A crise financeira não chega aqui. Nestas casas, crise é ter menos cabeças de gado ou má sorte nas chuvas ou a morte de alguém. Falei com um senhor já velhote, que transportava uma carroça puxada por dois bois, de uma contundência que é a marca de água do norte:
- E malta nova por aqui, não há? - perguntei eu.
- Malta nova por aqui não há. Emigram. Ou então estudam. Os novos agora não querem trabalhar, só querem estudar.
- Pois… eu também estudei.
- É. E agora vêm-se queixar da crise. Esquecem-se que é a terra que nos dá o que comer. Agora está tudo desempregado e, olhem, comam o computador.

Requisitos do exercício:
[1] Devolva, sem qualquer alteração, todo o trecho do relato da conversa sobre a crise que vai desde "- Malta nova" até "comam o computador.".
[2] Retome o relato da conversa sobre a crise a partir do ponto em que termina.
A listagem não tem qualquer relação com o texto acima.

Listagem fornecida:
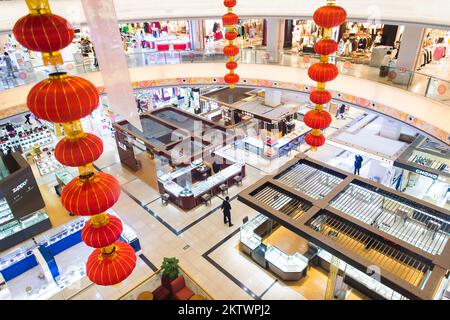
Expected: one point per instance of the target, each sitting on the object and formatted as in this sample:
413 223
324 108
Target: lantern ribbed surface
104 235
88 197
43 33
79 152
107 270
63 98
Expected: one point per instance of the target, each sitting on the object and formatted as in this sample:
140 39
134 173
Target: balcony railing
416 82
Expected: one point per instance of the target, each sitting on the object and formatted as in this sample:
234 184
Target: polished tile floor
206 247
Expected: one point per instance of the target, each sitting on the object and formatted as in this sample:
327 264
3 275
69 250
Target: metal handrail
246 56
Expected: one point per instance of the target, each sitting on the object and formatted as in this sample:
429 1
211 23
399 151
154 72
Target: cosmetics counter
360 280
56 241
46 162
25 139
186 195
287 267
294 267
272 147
* * *
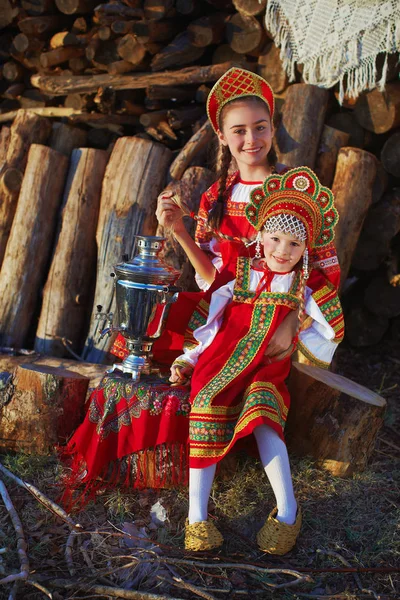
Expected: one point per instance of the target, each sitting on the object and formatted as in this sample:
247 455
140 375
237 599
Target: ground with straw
---
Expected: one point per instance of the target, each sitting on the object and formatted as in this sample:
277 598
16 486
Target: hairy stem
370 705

Resultados por tarefa:
[1]
- Malta nova por aqui não há. Emigram. Ou então estudam. Os novos agora não querem trabalhar, só querem estudar.
- Pois… eu também estudei.
- É. E agora vêm-se queixar da crise. Esquecem-se que é a terra que nos dá o que comer. Agora está tudo desempregado e, olhem, comam o computador.

[2]
Soltei uma gargalhada. Ele olhou para mim com um jeito no lábio de quem viu que fez rir alguém. Por cá, desemprego é outro conceito meio vago de que se ouve falar no telejornal das oito. Não sei como está agora, mas aqui, antes, vivia-se o pleno emprego, um sonho de fraca concretização à escala nacional. Não tenho nenhuma reclamação a fazer em relação à tal sociedade de consumo que é tão criticada nestes tempos. Vivo-a diariamente, sem me queixar. Essa, sabemos, não vai desaparecer tão depressa. Mas esta, que é o seu oposto, deve manter-se tão forte quanto for possível à vontade do Homem, e será uma grande perda vê-la a acompanhar um dinamismo que, já se viu, nem sempre dá bom resultado. Que Rio de Onor se mantenha assim não é só um bom sinal para o país. É para a humanidade. Porque não há terra mais humana que esta.
Cheguei tarde a Vinhais e dei poucos passos por cá. Em todos, não pensei noutra coisa. De como a felicidade pode ser tão barata. Ainda penso em ti, Rio de Onor.